Aim of the task: Render each of the records below as a JSON list of strings, one string per line, leaving out any blank lines.

────

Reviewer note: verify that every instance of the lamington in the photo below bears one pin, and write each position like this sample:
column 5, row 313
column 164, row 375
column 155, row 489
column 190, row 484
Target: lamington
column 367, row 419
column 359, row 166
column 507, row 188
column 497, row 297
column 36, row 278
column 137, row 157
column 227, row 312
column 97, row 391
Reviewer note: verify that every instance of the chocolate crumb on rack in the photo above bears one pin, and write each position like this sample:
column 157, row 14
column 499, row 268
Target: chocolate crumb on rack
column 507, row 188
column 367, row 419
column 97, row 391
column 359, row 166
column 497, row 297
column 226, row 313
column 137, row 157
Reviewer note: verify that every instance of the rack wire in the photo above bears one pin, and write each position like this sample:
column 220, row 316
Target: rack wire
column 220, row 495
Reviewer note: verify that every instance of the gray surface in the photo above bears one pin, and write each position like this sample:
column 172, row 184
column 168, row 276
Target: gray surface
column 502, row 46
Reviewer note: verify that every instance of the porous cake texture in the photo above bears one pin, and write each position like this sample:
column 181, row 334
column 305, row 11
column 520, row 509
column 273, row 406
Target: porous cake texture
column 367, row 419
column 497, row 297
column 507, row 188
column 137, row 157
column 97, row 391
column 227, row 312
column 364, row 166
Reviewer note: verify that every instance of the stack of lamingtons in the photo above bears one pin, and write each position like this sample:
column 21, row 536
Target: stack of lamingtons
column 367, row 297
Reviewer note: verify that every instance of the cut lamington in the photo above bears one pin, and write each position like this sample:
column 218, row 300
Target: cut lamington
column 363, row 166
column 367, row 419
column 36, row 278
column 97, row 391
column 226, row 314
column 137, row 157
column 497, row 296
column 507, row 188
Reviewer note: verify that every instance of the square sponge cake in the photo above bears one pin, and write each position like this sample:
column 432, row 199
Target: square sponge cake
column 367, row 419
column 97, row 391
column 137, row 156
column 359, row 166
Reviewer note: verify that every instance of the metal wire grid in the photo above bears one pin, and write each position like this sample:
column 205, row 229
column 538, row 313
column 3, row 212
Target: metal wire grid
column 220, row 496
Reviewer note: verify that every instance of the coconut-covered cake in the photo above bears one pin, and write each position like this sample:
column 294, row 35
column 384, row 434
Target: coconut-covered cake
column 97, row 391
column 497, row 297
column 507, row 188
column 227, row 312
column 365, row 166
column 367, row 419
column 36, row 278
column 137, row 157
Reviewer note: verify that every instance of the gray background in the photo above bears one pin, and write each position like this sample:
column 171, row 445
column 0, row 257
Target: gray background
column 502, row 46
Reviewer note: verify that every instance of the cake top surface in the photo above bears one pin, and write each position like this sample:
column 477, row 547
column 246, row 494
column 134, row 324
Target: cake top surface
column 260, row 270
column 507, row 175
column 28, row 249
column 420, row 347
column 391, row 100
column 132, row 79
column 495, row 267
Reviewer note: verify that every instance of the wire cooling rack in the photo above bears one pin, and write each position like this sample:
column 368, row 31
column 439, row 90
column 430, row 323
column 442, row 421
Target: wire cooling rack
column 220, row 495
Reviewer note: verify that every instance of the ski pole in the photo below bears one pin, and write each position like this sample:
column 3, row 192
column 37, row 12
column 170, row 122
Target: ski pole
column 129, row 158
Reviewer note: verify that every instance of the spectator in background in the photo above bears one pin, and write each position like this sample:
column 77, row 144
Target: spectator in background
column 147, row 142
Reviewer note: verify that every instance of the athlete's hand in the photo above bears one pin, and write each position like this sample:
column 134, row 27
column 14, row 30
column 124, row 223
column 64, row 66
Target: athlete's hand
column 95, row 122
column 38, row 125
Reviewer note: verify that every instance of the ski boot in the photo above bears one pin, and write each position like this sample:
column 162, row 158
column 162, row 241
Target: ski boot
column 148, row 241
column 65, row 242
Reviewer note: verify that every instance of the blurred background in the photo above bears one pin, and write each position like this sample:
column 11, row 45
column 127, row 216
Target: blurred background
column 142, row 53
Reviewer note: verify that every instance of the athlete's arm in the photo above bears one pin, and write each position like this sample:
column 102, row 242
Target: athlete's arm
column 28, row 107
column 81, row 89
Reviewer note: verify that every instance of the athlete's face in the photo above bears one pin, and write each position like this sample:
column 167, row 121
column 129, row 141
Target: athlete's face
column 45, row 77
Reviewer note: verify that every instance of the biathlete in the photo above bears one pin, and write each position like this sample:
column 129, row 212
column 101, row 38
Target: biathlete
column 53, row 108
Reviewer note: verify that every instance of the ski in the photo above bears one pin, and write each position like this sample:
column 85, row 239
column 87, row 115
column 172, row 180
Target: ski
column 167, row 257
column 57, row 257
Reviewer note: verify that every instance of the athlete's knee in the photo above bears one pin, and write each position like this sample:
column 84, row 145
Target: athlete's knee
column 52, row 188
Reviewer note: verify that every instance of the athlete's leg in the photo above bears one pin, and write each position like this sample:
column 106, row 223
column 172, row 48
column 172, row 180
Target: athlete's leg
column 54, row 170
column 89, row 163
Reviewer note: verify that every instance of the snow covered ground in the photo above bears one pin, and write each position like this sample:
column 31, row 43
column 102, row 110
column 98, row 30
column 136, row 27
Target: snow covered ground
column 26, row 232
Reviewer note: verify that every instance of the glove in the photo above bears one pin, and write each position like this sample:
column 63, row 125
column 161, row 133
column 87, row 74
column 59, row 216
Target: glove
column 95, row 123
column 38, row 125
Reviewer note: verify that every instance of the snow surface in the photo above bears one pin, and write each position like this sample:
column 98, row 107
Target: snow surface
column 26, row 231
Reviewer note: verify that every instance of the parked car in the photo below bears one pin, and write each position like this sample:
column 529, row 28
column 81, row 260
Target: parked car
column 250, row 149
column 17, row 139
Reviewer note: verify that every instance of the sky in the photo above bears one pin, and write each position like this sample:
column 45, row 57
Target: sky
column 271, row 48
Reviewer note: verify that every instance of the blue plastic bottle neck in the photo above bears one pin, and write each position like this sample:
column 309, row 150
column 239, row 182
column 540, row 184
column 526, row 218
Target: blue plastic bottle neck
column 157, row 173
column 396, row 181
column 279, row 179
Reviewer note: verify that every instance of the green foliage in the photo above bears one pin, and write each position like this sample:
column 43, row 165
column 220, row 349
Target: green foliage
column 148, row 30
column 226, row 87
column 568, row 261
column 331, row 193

────

Correct response:
[
  "Reviewer note: verify that every instance of the lamington in the photo below bears one pin, and write each position like this sample:",
  "column 5, row 313",
  "column 164, row 375",
  "column 155, row 489",
  "column 190, row 484",
  "Target: lamington",
  "column 367, row 419",
  "column 359, row 166",
  "column 507, row 188",
  "column 497, row 297",
  "column 36, row 278",
  "column 137, row 157",
  "column 227, row 312",
  "column 97, row 391",
  "Reviewer note: verify that every instance of the chocolate crumb on rack in the photo above bears one pin, and write each position like this sample:",
  "column 157, row 14",
  "column 499, row 268",
  "Target: chocolate crumb on rack",
  "column 507, row 188",
  "column 367, row 419",
  "column 97, row 391",
  "column 359, row 166",
  "column 497, row 297",
  "column 226, row 313",
  "column 137, row 157",
  "Reviewer note: verify that every instance of the rack wire in the photo above bears one pin, and write each position like this sample:",
  "column 220, row 316",
  "Target: rack wire",
  "column 220, row 495",
  "Reviewer note: verify that every instance of the gray surface in the photo above bears one pin, and write each position like this sample:",
  "column 172, row 184",
  "column 168, row 276",
  "Target: gray surface",
  "column 502, row 46",
  "Reviewer note: verify that every instance of the porous cake texture in the photo above bears one pin, and write each position like this sample:",
  "column 181, row 334",
  "column 305, row 11",
  "column 520, row 509",
  "column 273, row 406",
  "Target: porous cake texture",
  "column 367, row 419",
  "column 497, row 297",
  "column 507, row 188",
  "column 137, row 157",
  "column 97, row 391",
  "column 227, row 312",
  "column 364, row 166",
  "Reviewer note: verify that every instance of the stack of lamingtons in the photo above bears one pin, and write each position like this sample:",
  "column 21, row 536",
  "Target: stack of lamingtons",
  "column 367, row 297",
  "Reviewer note: verify that every instance of the cut lamington in the photo above bears one pin, and write each position like this sample:",
  "column 218, row 300",
  "Target: cut lamington",
  "column 363, row 166",
  "column 367, row 419",
  "column 36, row 278",
  "column 97, row 391",
  "column 226, row 314",
  "column 137, row 157",
  "column 497, row 296",
  "column 507, row 188",
  "Reviewer note: verify that every instance of the square sponge cake in the photo above bears one pin, and write each position like this sample:",
  "column 432, row 199",
  "Target: square sponge cake",
  "column 367, row 419",
  "column 97, row 391",
  "column 137, row 156",
  "column 359, row 166",
  "Reviewer note: verify that every instance of the metal wire grid in the photo above bears one pin, and write each position like this sample:",
  "column 205, row 229",
  "column 538, row 313",
  "column 3, row 212",
  "Target: metal wire grid",
  "column 220, row 496",
  "Reviewer note: verify that every instance of the coconut-covered cake in the photo above bears one pin, and write each position like this sample:",
  "column 294, row 35",
  "column 384, row 434",
  "Target: coconut-covered cake",
  "column 97, row 391",
  "column 497, row 297",
  "column 507, row 188",
  "column 227, row 312",
  "column 365, row 166",
  "column 367, row 419",
  "column 36, row 278",
  "column 137, row 157",
  "Reviewer note: verify that every instance of the gray background in the photo above bears one pin, and write each position like this sample:",
  "column 171, row 445",
  "column 0, row 257",
  "Target: gray background",
  "column 502, row 46",
  "Reviewer note: verify that every instance of the cake top surface in the photo above bears one pin, and write each position like this sample:",
  "column 477, row 547",
  "column 246, row 494",
  "column 134, row 324",
  "Target: cake top surface",
  "column 260, row 270",
  "column 507, row 175",
  "column 28, row 249",
  "column 420, row 347",
  "column 391, row 100",
  "column 132, row 79",
  "column 495, row 267",
  "Reviewer note: verify that every instance of the wire cooling rack in the photo above bears one pin, and write each position like this sample:",
  "column 368, row 31",
  "column 439, row 90",
  "column 430, row 323",
  "column 442, row 421",
  "Target: wire cooling rack",
  "column 220, row 495",
  "Reviewer note: verify that every instance of the ski pole in the photo below bears one pin, and write each position like this sample:",
  "column 3, row 192",
  "column 37, row 12",
  "column 170, row 122",
  "Target: ski pole",
  "column 129, row 158",
  "Reviewer note: verify that every instance of the spectator in background in the photo above bears one pin, and write each position like this sample:",
  "column 77, row 144",
  "Target: spectator in background",
  "column 147, row 142",
  "Reviewer note: verify that every instance of the athlete's hand in the photo above bears one pin, and write each position like this sample:",
  "column 134, row 27",
  "column 14, row 30",
  "column 124, row 223",
  "column 64, row 66",
  "Target: athlete's hand",
  "column 95, row 122",
  "column 38, row 125",
  "Reviewer note: verify that every instance of the ski boot in the photo above bears one pin, and write each position like this sample:",
  "column 162, row 158",
  "column 162, row 241",
  "Target: ski boot",
  "column 148, row 241",
  "column 65, row 242",
  "Reviewer note: verify that every instance of the blurred background in the photo above bears one pin, and write each position like this sample:",
  "column 11, row 45",
  "column 127, row 216",
  "Target: blurred background",
  "column 142, row 53",
  "Reviewer note: verify that every instance of the athlete's arm in the photo above bears one pin, and write each position like this sample:",
  "column 102, row 242",
  "Target: athlete's arm",
  "column 28, row 107",
  "column 81, row 89",
  "Reviewer note: verify that every instance of the athlete's face in the photo above bears one pin, and write each position like this sample:",
  "column 167, row 121",
  "column 129, row 141",
  "Target: athlete's face",
  "column 45, row 77",
  "Reviewer note: verify that every instance of the biathlete in the photo above bears one pin, and write each position like this sample:",
  "column 129, row 212",
  "column 101, row 38",
  "Target: biathlete",
  "column 53, row 108",
  "Reviewer note: verify that every instance of the ski in the photo above bears one pin, and write each position like this sample:",
  "column 85, row 239",
  "column 87, row 115",
  "column 172, row 180",
  "Target: ski",
  "column 167, row 257",
  "column 57, row 257",
  "Reviewer note: verify that every instance of the athlete's knee in the photo above bears one pin, and write each position like this sample:",
  "column 84, row 145",
  "Target: athlete's knee",
  "column 52, row 188",
  "Reviewer note: verify that every instance of the athlete's leg in the photo above bears one pin, and write each position like this sample:",
  "column 106, row 223",
  "column 172, row 48",
  "column 172, row 180",
  "Target: athlete's leg",
  "column 54, row 170",
  "column 89, row 163",
  "Reviewer note: verify that every instance of the snow covered ground in the photo above bears one pin, and write each position like this sample:",
  "column 31, row 43",
  "column 102, row 110",
  "column 98, row 30",
  "column 136, row 27",
  "Target: snow covered ground",
  "column 26, row 232",
  "Reviewer note: verify that every instance of the glove in the photo above bears one pin, and write each position like this sample:",
  "column 63, row 125",
  "column 161, row 133",
  "column 87, row 74",
  "column 59, row 216",
  "Target: glove",
  "column 95, row 123",
  "column 38, row 125",
  "Reviewer note: verify that every instance of the snow surface in the photo above bears one pin, and write each position like this sample:",
  "column 98, row 107",
  "Target: snow surface",
  "column 26, row 231",
  "Reviewer note: verify that every instance of the parked car in the photo below bears one pin, and write each position like this sample:",
  "column 529, row 28",
  "column 81, row 260",
  "Target: parked car",
  "column 250, row 149",
  "column 17, row 139",
  "Reviewer note: verify that every instance of the sky in the photo above bears one pin, and write each position like this sample:",
  "column 45, row 57",
  "Target: sky",
  "column 271, row 48",
  "Reviewer note: verify that every instance of the blue plastic bottle neck in the photo above bears one pin, and write each position like this sample:",
  "column 309, row 150",
  "column 239, row 182",
  "column 540, row 184",
  "column 526, row 218",
  "Target: blue plastic bottle neck",
  "column 157, row 173",
  "column 396, row 181",
  "column 279, row 179",
  "Reviewer note: verify that every instance of the green foliage in the photo above bears one pin, and write each position like this sample:",
  "column 43, row 165",
  "column 220, row 349",
  "Target: green foliage",
  "column 148, row 30",
  "column 226, row 87",
  "column 568, row 261",
  "column 331, row 193"
]